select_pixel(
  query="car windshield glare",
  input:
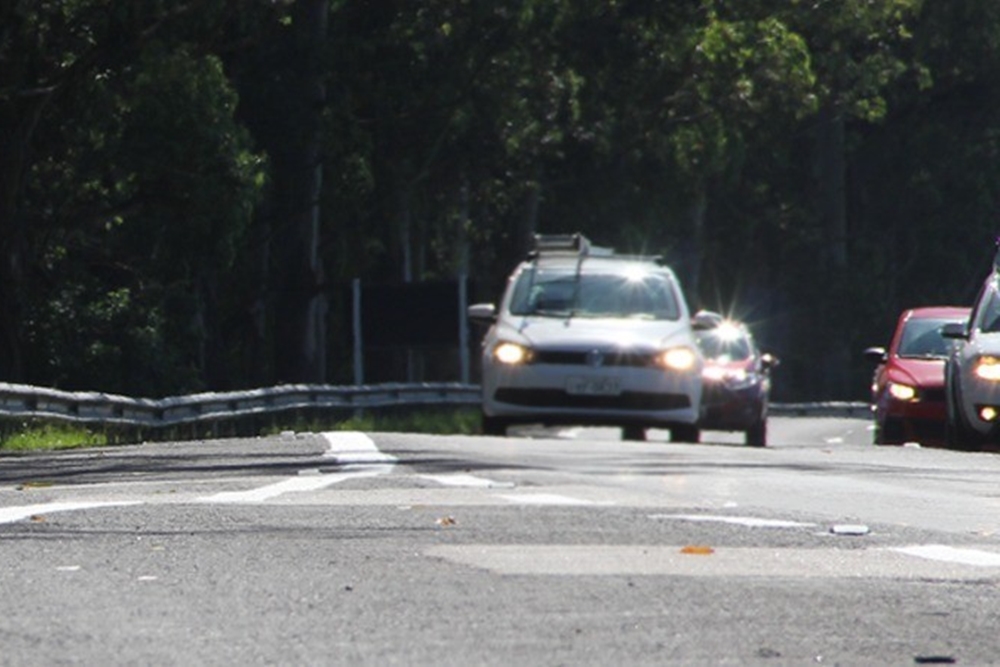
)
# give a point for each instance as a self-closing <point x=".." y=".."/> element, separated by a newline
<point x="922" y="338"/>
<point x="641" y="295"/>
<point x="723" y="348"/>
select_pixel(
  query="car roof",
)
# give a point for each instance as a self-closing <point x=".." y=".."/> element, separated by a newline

- - - - - - -

WRITTEN TASK: Repeat all of the rows above word for word, but leave out the pictures.

WRITTEN SOLUTION:
select_pixel(
  query="car windshield glare",
  input:
)
# give a point for each instance as a self-closing <point x=".." y=".."/> element, separated by a newline
<point x="922" y="338"/>
<point x="641" y="295"/>
<point x="723" y="348"/>
select_pixel(
  query="car roof",
)
# give a point for each instance as a self-closing <point x=".." y=".."/> element, separated by a newline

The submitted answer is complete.